EXERCISE TASK — Copy all of the lines below word for word, leaving nothing out and changing nothing.

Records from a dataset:

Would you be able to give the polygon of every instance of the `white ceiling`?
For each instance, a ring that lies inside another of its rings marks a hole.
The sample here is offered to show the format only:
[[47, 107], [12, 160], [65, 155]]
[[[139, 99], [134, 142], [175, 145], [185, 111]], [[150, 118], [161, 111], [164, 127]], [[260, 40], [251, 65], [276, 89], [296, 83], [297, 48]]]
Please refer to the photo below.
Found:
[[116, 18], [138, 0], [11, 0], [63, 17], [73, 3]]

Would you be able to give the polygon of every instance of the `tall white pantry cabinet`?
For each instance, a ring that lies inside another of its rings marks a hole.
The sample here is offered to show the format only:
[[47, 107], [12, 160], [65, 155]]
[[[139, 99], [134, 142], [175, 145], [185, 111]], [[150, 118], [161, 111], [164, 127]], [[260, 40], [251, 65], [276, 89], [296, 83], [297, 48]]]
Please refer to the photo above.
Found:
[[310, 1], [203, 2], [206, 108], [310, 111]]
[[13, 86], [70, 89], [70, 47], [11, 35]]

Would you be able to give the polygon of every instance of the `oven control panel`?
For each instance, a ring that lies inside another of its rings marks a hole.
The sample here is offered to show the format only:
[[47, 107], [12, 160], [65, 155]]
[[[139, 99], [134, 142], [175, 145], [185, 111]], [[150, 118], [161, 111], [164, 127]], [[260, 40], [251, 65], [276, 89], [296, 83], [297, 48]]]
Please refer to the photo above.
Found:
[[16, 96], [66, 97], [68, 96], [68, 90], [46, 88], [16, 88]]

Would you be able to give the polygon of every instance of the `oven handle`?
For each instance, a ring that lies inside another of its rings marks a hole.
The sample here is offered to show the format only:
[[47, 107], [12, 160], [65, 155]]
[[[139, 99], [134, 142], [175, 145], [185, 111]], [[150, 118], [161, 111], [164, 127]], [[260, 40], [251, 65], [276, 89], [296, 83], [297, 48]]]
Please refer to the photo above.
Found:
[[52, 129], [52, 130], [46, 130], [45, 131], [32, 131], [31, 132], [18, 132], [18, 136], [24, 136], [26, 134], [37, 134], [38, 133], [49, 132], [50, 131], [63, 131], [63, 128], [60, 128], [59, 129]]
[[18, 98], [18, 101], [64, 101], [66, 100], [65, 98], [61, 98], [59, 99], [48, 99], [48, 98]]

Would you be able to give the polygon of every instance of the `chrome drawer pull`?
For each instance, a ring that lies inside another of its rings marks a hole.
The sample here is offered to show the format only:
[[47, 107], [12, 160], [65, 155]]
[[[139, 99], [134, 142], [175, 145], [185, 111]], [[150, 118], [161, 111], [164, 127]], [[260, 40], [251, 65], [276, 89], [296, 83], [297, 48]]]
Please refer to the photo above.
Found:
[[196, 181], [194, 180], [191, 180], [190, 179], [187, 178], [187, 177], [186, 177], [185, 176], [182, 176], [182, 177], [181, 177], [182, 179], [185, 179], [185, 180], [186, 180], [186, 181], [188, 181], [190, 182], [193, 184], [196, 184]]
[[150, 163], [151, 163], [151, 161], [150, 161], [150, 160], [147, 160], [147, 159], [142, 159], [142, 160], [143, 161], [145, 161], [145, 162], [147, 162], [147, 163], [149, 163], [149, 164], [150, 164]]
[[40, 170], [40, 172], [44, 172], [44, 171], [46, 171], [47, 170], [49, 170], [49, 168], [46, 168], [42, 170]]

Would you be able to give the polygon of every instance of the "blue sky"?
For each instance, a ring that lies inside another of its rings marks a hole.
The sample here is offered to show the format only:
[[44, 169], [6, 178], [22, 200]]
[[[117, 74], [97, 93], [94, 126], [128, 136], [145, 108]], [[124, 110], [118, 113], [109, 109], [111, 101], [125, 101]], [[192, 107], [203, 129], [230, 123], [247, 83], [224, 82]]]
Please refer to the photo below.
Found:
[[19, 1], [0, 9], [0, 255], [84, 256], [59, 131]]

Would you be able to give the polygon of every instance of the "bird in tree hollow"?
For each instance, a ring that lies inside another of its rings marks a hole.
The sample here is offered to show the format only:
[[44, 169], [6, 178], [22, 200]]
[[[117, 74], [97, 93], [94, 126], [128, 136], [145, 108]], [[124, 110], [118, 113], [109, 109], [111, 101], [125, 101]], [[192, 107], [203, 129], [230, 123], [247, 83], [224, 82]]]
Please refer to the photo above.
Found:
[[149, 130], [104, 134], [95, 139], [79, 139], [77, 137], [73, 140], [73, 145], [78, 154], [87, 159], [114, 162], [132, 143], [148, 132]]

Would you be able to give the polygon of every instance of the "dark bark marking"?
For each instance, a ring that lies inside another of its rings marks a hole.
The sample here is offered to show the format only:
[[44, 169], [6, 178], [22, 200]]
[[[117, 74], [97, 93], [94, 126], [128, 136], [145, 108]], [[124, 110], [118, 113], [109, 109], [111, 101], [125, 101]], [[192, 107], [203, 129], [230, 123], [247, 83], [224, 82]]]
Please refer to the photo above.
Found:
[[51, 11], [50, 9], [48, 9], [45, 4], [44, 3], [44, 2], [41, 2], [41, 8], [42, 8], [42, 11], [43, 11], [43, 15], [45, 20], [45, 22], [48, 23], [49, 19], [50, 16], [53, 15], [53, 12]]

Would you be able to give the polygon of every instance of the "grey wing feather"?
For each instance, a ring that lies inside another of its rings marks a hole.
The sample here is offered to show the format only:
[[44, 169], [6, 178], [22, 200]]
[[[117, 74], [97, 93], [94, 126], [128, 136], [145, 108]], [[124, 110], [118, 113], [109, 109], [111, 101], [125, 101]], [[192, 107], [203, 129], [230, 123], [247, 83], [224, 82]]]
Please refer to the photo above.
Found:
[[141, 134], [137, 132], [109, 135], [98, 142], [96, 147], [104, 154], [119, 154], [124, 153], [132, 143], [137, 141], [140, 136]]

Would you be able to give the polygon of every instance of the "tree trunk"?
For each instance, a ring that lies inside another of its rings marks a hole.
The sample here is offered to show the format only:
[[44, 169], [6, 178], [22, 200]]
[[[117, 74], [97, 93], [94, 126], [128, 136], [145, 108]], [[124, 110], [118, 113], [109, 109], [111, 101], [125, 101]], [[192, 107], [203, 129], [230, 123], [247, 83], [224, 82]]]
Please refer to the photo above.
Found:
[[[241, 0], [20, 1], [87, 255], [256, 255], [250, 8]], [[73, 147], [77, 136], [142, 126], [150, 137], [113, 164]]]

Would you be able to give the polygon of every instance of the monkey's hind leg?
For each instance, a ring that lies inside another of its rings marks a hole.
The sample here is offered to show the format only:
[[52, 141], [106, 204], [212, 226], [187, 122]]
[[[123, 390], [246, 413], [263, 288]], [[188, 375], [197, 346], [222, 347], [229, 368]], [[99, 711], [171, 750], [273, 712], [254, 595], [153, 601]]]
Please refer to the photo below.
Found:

RESPONSE —
Would you be able to give the polygon of every instance of the `white ceiling`?
For each instance, a ring that lies inside another of its rings marks a hole.
The sample here is offered to show the format only:
[[47, 107], [12, 160], [65, 155]]
[[[139, 99], [134, 142], [175, 145], [185, 111]], [[150, 118], [161, 111], [164, 127]], [[260, 40], [251, 65], [276, 89], [296, 83], [297, 48]]]
Please refer to the photo below.
Found:
[[116, 18], [138, 0], [11, 0], [63, 17], [73, 3]]

Would you be able to give the polygon of every instance of the `tall white pantry cabinet`?
For each instance, a ring that lies inside another of its rings marks a hole.
The sample here is offered to show the format only:
[[47, 107], [12, 160], [65, 155]]
[[[139, 99], [134, 142], [175, 145], [185, 111]], [[150, 118], [161, 111], [164, 127]], [[260, 40], [251, 65], [276, 89], [296, 83], [297, 48]]]
Please refer to the photo above.
Found:
[[310, 1], [203, 2], [206, 108], [310, 111]]
[[13, 86], [70, 89], [70, 47], [11, 35]]

Would you be able to give the polygon of every instance of the `oven control panel`?
For each instance, a ring that lies inside another of its rings marks a hole.
The sample here is offered to show the format only:
[[47, 107], [12, 160], [65, 155]]
[[[139, 99], [134, 142], [175, 145], [185, 111]], [[150, 118], [161, 111], [164, 127]], [[260, 40], [251, 65], [276, 89], [296, 83], [297, 48]]]
Please refer to the photo above.
Found:
[[16, 96], [66, 97], [68, 96], [68, 90], [46, 88], [16, 88]]

Would you be able to give the polygon of every instance of the `oven handle`?
For each instance, a ring that lies inside another of its rings marks a hole.
The sample here is offered to show the format only:
[[47, 107], [12, 160], [65, 155]]
[[[139, 99], [134, 142], [175, 145], [185, 111]], [[150, 118], [161, 111], [164, 127]], [[260, 40], [251, 65], [276, 89], [296, 83], [297, 48]]]
Please refer to the photo above.
Found:
[[52, 129], [52, 130], [46, 130], [45, 131], [32, 131], [31, 132], [18, 132], [18, 136], [24, 136], [26, 134], [37, 134], [38, 133], [49, 132], [50, 131], [63, 131], [63, 128], [60, 128], [59, 129]]
[[18, 98], [18, 101], [64, 101], [66, 100], [65, 98], [61, 98], [59, 99], [48, 99], [48, 98]]

Would you be able to give the polygon of every instance of the `chrome drawer pull`?
For each instance, a ring that lies inside another of its rings marks a hole.
The sample here is offered to show the format only:
[[47, 107], [12, 160], [65, 155]]
[[[139, 99], [134, 142], [175, 145], [185, 111]], [[150, 118], [161, 111], [164, 127]], [[260, 40], [251, 65], [276, 89], [296, 83], [297, 48]]]
Please refer to the photo above.
Found:
[[196, 181], [194, 180], [191, 180], [190, 179], [187, 178], [187, 177], [186, 177], [185, 176], [182, 176], [182, 177], [181, 177], [182, 179], [185, 179], [185, 180], [186, 180], [186, 181], [188, 181], [190, 182], [193, 184], [196, 184]]
[[150, 163], [151, 163], [151, 161], [150, 161], [150, 160], [147, 160], [147, 159], [142, 159], [142, 160], [143, 161], [145, 161], [145, 162], [147, 162], [147, 163], [149, 163], [149, 164], [150, 164]]
[[40, 170], [40, 172], [44, 172], [44, 171], [46, 171], [47, 170], [49, 170], [49, 168], [46, 168], [42, 170]]

Would you be able to give the polygon of every instance of the "blue sky"?
For each instance, a ring that lies inside another of its rings marks a hole.
The sample here is offered to show the format only:
[[44, 169], [6, 178], [22, 200]]
[[[117, 74], [97, 93], [94, 126], [128, 136], [145, 108]], [[124, 110], [118, 113], [109, 109], [111, 101], [125, 101]], [[192, 107], [203, 129], [230, 123], [247, 83], [224, 82]]]
Please refer to the photo below.
Found:
[[19, 1], [0, 9], [0, 255], [84, 256], [59, 131]]

Would you be able to give the polygon of every instance of the "bird in tree hollow"?
For each instance, a ring that lies inside another of its rings marks a hole.
The sample here is offered to show the format only:
[[44, 169], [6, 178], [22, 200]]
[[[117, 74], [97, 93], [94, 126], [128, 136], [145, 108]], [[124, 110], [118, 113], [109, 109], [111, 101], [125, 101]], [[192, 107], [203, 129], [230, 123], [247, 83], [224, 82]]]
Please refer to the photo above.
Found:
[[149, 130], [104, 134], [95, 139], [79, 139], [77, 137], [73, 140], [73, 145], [78, 154], [87, 159], [114, 162], [132, 143], [148, 132]]

Would you be able to give the polygon of every instance of the "dark bark marking"?
For each instance, a ring that lies inside another of its rings marks a hole.
The sample here is offered to show the format only:
[[44, 169], [6, 178], [22, 200]]
[[[117, 74], [97, 93], [94, 126], [128, 136], [145, 108]], [[124, 110], [118, 113], [109, 109], [111, 101], [125, 101]], [[192, 107], [203, 129], [230, 123], [247, 83], [224, 82]]]
Please refer to the photo above.
Found:
[[51, 11], [50, 9], [48, 9], [45, 4], [44, 3], [44, 2], [41, 2], [41, 8], [42, 8], [42, 11], [43, 11], [43, 15], [45, 20], [45, 22], [48, 23], [49, 19], [50, 16], [53, 15], [53, 12]]

Would you be able to give the polygon of every instance of the "grey wing feather"?
For each instance, a ring that lies inside another of its rings marks a hole.
The sample here is offered to show the format only:
[[44, 169], [6, 178], [22, 200]]
[[[117, 74], [97, 93], [94, 126], [128, 136], [145, 108]], [[124, 110], [118, 113], [109, 109], [111, 101], [125, 101]], [[192, 107], [203, 129], [230, 123], [247, 83], [224, 82]]]
Please refer to the photo above.
Found:
[[141, 134], [137, 132], [109, 135], [98, 142], [96, 147], [104, 154], [119, 154], [124, 153], [132, 143], [137, 141], [140, 136]]

Would you be able to give the polygon of every instance of the "tree trunk"?
For each instance, a ring that lies inside another of its rings marks a hole.
The sample here is offered to show the format only:
[[44, 169], [6, 178], [22, 200]]
[[[117, 74], [97, 93], [94, 126], [128, 136], [145, 108]], [[124, 110], [118, 113], [109, 109], [111, 101], [125, 101]], [[192, 107], [203, 129], [230, 123], [247, 83], [224, 82]]]
Please refer to the photo above.
Found:
[[[241, 0], [20, 1], [87, 255], [256, 255], [250, 8]], [[73, 147], [77, 136], [142, 126], [150, 137], [113, 164]]]

Would you be able to give the polygon of every instance of the monkey's hind leg?
For each instance, a ring that lies inside another of its rings marks a hole.
The sample here is offered to show the format only:
[[52, 141], [106, 204], [212, 226], [187, 122]]
[[[123, 390], [246, 413], [263, 288]], [[188, 375], [197, 346], [222, 347], [229, 368]], [[99, 711], [171, 750], [273, 712], [254, 595], [153, 601]]]
Please refer to the photo below.
Found:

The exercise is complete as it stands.